(DOCUMENT EXCERPT):
BEGIN

A child psychologist who had received training in Freud's method of psychoanalysis — even working at one point with Freud's daughter, Anna — Ack pioneered methods in children's health care while he served on staff at what was then a new children's hospital in Minneapolis in the 1970s.

Ack died May 18 at age 93.

In addition to his medical career, Ack was perhaps best known for regular stints on the Boone and Erickson show on WCCO radio, where he dispensed child-rearing advice to callers perplexed about the art of parenting.

"After he had those years on the Boone and Erickson show, people would recognize my name and ask, 'Are you Marvin's daughter?'" said Sheryl Strauss. "You can imagine me as a teenager giving an eye roll and saying, 'Yeah, that is my dad.' "

Raised in New York and New Jersey by Russian immigrant parents, Ack saw his educational progress take a hit when he was expelled from high school.

"He was in a ground-floor classroom and had gone out of the window to get a smoke," said Strauss. "I think the principal was so tired of dealing with him he had to get expelled."

When World War II started, Ack enlisted, helping set up radar stations at air bases in the United Kingdom. While he was stationed there, he met Corrine Lester, whom he would later marry.

After the war, he got his GED, and later went on to get both his master's and Ph.D. degrees in four years. He eventually worked for several years at the nationally known Menninger Clinic, a psychiatric hospital which was then based in Topeka, Kan.

In the 1970s, he was recruited to join the staff of the new Minneapolis children's hospital, now known as Children's Hospital and Clinics, which also includes a hospital campus in St. Paul.

"I know that he was most proud of his work at Children's," said Strauss. "He felt that children were so easily overlooked and he was making sure that their voice was heard."

Ack helped develop policies that were designed to reduce the traumatic effects of a hospital stay and at the same time help children recover medically.

"He would try to find out what caused a child to be afraid and educate the staff on how to avoid the barriers and address the fears while their medical issues were being treated," Strauss said.

Or as Ack put it in an interview in 1982:

"It's what every child requires and deserves," he told the New York Times. "Coming to the hospital doesn't have to be bad."

In the 1980s, Ack left the hospital but continued to work with children in a private practice.

He was known for being a great teller of jokes, both short and long, and would at times deliver them in a variety of dialects.

He also was an avid sportsman, playing tennis and golf long into his retirement years.

When he and his wife lived for a time in Charleston, W. Va., Ack played on a baseball team, the West Side Tigers.

In addition to Strauss, Ack is survived by daughter Barbara Sawyer, and son Bradley Ack, as well as seven grandchildren, seven great-grandchildren and one great-great-grandchild. Services are pending.

END

[Stored data entries]
BEGIN

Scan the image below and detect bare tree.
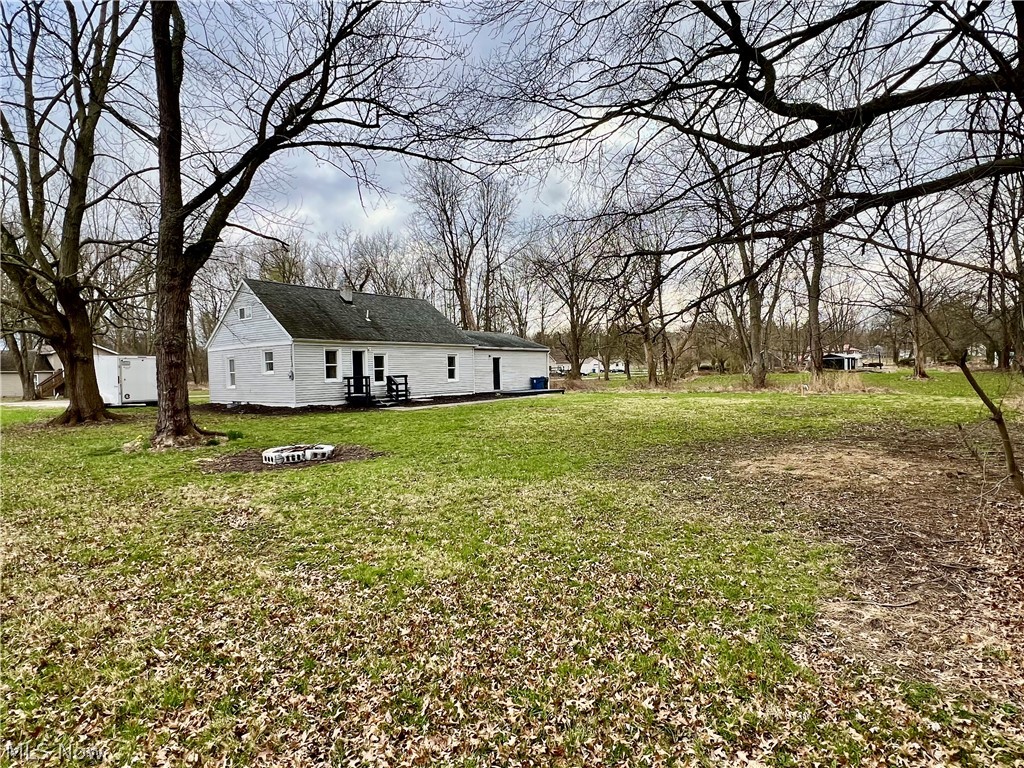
[152,2,460,445]
[0,2,143,424]
[534,219,609,379]
[410,163,515,330]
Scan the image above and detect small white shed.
[207,279,548,408]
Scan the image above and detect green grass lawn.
[0,375,1024,766]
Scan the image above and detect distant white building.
[207,280,548,408]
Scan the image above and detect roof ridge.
[242,278,433,306]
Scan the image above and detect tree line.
[0,1,1024,475]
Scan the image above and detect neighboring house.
[821,352,860,371]
[0,349,53,397]
[207,280,548,407]
[0,343,117,397]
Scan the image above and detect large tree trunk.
[50,288,113,425]
[153,266,206,447]
[746,280,768,389]
[152,2,203,447]
[807,228,825,381]
[910,309,928,379]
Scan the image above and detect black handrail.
[343,376,373,400]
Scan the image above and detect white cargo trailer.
[93,354,157,406]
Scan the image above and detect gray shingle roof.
[245,279,476,345]
[463,331,547,350]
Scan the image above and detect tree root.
[150,422,227,451]
[46,407,125,427]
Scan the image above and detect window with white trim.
[324,349,338,379]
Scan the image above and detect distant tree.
[0,2,144,424]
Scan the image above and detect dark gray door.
[352,350,366,394]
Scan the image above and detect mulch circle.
[193,445,384,474]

END

(QUESTIONS TO ANSWER):
**1.** Turn the paragraph of the Ack obituary that begins "After the war, he got his GED" into a short bulleted list that keeps its main facts.
**2.** Answer these questions from the Ack obituary, one line each:
(a) At what age did Ack die?
(b) Where did he help set up radar stations during World War II?
(c) What baseball team did he play on in Charleston, W. Va.?
**3.** Update one stretch of the Ack obituary by replacing "recruited" with "hired". Begin at the words "In the 1970s, he" and stop after "in St. Paul.".

(SOLVED PROBLEMS):
**1.**
- Earned his GED after the war.
- Completed both his master's and Ph.D. degrees in four years.
- Worked for several years at the nationally known Menninger Clinic, a psychiatric hospital then based in Topeka, Kan.

**2.**
(a) 93
(b) At air bases in the United Kingdom
(c) The West Side Tigers

**3.**
In the 1970s, he was hired to join the staff of the new Minneapolis children's hospital, now known as Children's Hospital and Clinics, which also includes a hospital campus in St. Paul.